Exercise: Return every line of the data below that includes the string "shirt".
*** Begin section ***
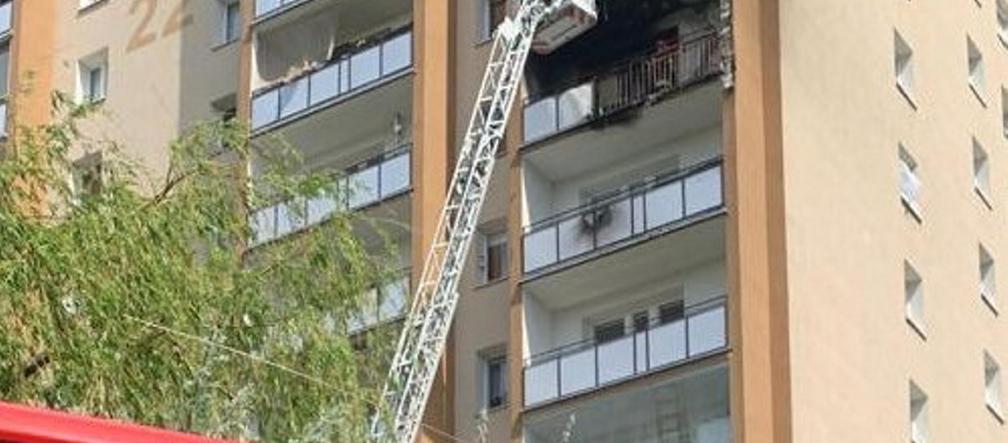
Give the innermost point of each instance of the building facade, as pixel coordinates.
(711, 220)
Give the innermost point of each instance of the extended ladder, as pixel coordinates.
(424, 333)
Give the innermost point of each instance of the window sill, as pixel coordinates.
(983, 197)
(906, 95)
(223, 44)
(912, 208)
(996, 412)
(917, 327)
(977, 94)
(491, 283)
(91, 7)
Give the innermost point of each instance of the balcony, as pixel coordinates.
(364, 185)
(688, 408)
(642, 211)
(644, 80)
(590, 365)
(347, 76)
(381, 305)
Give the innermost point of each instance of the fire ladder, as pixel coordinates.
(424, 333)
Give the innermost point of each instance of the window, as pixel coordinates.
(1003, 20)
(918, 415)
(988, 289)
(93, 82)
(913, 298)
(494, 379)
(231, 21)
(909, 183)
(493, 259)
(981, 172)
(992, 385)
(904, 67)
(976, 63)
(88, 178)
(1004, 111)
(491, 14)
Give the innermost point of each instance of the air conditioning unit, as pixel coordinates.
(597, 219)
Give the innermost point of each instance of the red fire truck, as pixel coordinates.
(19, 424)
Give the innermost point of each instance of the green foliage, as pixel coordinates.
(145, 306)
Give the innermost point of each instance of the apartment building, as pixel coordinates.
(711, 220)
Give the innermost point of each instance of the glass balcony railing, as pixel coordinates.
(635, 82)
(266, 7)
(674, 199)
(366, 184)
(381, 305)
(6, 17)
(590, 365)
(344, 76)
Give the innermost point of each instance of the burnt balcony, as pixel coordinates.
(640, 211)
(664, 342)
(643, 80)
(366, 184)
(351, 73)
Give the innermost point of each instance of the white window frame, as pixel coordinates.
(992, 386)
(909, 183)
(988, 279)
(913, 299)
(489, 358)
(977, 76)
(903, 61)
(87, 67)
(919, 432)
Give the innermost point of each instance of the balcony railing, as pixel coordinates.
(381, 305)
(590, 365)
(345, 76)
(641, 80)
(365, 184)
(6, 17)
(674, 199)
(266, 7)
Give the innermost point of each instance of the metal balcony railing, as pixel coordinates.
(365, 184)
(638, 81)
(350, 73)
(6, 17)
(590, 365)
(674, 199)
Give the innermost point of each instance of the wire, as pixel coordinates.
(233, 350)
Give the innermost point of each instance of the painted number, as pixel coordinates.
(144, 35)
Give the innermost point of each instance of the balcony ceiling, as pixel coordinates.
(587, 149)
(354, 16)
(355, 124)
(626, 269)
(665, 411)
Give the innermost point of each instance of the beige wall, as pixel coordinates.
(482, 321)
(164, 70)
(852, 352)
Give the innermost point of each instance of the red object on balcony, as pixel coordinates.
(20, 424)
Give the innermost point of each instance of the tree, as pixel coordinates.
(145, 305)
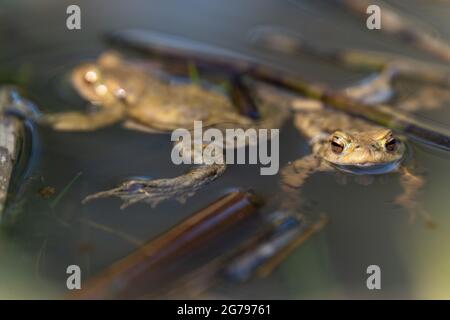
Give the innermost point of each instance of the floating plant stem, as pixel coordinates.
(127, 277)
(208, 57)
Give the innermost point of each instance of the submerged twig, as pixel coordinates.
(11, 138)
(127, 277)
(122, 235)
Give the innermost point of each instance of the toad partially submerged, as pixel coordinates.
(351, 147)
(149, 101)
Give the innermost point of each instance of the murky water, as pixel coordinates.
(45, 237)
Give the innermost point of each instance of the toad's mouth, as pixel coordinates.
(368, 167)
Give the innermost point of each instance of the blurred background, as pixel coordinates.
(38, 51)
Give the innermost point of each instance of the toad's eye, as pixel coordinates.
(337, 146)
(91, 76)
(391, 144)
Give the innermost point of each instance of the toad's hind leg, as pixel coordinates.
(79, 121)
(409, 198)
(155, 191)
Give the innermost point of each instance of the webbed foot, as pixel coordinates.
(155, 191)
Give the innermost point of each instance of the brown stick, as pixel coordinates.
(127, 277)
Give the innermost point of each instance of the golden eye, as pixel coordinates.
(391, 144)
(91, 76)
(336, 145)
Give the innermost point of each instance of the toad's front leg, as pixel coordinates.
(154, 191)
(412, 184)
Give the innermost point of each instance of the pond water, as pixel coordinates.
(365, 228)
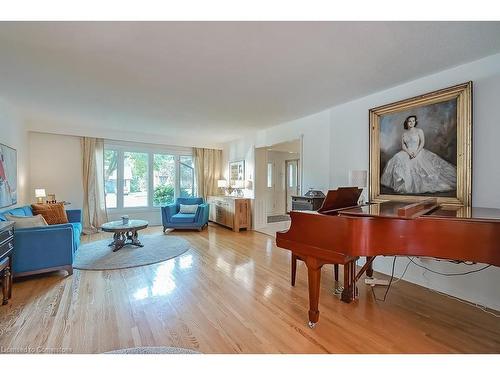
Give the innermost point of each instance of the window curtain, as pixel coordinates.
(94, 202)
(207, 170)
*** End section ***
*** Begin section ***
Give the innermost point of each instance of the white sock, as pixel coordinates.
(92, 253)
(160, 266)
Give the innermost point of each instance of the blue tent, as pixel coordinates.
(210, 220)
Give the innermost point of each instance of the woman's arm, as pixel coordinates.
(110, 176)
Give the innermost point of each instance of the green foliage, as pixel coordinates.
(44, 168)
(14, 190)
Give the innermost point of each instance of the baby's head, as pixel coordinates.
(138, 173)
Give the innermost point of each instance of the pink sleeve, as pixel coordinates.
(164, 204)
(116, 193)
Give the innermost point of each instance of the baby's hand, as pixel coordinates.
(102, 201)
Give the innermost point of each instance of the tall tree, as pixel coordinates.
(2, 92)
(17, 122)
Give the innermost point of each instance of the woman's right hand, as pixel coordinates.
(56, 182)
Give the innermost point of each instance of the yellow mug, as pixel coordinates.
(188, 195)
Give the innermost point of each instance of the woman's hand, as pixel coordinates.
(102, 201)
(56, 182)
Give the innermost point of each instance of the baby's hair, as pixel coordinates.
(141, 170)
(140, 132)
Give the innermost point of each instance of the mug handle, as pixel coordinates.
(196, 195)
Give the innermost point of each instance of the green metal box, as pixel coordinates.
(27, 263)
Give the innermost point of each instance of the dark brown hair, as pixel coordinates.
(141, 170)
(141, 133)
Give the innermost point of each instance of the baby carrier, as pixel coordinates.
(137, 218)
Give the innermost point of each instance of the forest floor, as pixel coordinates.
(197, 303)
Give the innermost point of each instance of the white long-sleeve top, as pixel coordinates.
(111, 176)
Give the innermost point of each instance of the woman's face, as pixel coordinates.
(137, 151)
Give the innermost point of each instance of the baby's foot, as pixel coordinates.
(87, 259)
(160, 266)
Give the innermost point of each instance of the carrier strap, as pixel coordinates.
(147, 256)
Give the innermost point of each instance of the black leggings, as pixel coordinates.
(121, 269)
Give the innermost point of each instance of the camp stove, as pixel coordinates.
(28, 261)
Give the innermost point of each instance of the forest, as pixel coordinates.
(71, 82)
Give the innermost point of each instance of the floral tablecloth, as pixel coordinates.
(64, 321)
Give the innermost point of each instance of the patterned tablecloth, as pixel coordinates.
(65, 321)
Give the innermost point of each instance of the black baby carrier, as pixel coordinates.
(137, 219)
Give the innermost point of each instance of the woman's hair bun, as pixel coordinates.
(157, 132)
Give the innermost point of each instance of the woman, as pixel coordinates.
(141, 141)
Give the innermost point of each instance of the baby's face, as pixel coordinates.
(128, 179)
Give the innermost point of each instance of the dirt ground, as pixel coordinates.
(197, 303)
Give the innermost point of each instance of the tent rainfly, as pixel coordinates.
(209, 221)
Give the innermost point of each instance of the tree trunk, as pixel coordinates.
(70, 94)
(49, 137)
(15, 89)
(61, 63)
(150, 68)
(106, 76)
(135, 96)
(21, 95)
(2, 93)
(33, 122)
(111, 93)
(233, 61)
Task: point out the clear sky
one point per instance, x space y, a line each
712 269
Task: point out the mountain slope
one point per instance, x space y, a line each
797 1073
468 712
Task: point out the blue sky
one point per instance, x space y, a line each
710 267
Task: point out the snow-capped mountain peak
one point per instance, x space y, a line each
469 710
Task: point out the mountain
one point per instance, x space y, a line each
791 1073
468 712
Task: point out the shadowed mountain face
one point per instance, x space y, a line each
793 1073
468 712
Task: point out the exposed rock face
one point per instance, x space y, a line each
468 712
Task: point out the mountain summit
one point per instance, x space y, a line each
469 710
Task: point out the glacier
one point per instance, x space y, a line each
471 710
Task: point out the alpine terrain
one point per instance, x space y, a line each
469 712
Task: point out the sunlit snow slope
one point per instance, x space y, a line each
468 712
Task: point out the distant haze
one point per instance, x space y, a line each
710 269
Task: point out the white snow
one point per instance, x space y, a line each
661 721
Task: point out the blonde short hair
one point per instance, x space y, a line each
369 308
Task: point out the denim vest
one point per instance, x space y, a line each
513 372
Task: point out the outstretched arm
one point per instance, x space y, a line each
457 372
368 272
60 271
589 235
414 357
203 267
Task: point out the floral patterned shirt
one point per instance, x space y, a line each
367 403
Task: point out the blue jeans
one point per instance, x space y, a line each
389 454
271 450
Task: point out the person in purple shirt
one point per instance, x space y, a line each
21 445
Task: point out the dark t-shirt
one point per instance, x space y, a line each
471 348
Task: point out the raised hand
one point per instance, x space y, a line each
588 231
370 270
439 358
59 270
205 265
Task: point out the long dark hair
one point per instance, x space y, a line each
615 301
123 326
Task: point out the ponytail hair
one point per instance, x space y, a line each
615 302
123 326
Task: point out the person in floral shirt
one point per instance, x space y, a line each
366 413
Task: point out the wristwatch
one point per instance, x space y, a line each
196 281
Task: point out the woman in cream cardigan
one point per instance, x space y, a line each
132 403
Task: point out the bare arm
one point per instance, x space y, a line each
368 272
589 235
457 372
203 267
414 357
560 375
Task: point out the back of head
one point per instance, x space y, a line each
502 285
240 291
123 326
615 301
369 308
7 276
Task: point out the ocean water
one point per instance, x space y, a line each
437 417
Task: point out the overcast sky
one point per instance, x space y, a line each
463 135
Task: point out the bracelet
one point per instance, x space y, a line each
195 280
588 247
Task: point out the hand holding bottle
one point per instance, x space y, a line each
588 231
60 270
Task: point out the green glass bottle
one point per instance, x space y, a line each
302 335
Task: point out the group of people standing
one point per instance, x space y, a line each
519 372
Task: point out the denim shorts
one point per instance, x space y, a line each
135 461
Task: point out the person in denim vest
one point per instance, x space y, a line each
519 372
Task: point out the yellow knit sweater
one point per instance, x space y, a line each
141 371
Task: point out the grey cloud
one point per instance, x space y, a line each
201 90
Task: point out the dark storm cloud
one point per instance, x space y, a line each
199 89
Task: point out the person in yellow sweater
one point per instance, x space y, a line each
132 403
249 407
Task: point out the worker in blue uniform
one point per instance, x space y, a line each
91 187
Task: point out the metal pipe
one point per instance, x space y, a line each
*** End section ***
*** Begin section ***
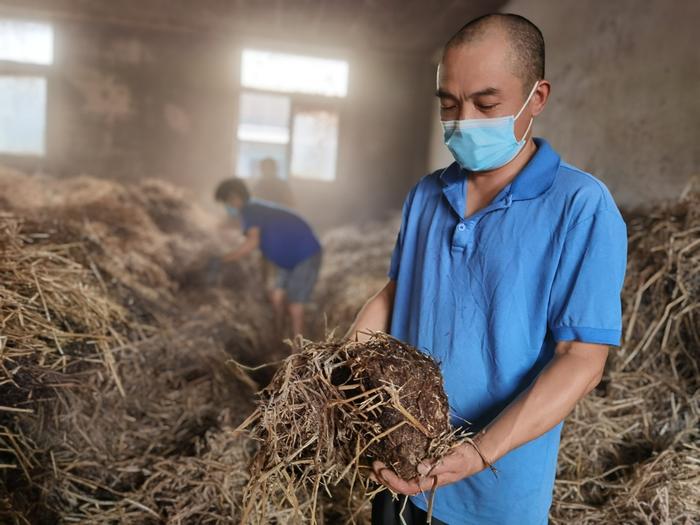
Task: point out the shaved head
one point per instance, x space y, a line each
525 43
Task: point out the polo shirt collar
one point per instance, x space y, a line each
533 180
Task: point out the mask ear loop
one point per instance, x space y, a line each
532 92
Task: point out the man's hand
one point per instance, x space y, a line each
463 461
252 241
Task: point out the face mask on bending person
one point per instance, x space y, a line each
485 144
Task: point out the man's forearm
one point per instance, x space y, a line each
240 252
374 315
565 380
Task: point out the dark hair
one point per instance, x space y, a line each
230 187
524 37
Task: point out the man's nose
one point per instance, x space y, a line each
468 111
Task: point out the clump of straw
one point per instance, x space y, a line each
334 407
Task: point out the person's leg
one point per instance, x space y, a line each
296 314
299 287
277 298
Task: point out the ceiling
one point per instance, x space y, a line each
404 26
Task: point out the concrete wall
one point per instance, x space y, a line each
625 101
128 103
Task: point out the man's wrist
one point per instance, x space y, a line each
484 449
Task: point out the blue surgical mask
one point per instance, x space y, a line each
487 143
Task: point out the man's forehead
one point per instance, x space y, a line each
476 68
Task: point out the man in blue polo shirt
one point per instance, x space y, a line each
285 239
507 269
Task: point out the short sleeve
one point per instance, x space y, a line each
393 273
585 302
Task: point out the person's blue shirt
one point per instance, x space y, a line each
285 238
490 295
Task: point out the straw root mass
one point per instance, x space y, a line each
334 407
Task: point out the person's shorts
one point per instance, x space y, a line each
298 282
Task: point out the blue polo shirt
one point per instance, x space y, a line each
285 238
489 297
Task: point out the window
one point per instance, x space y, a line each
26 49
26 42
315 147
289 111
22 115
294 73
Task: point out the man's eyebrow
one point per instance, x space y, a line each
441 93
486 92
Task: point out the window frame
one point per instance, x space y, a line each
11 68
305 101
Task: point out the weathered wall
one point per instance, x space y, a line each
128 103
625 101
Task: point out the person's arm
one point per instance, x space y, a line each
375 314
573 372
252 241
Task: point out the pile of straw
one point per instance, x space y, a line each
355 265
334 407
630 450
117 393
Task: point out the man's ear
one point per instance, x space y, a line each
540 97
*** End section ***
Exercise answer:
Task: point out the floral patterned shirt
Task: point out the person in purple shirt
Task: point out the dark t-shirt
Task: point out the person in floral shirt
Task: point out the polo shirt collar
Task: point out the man in blue polo shirt
Task: point out the person's blue shirt
Task: point out the blue polo shirt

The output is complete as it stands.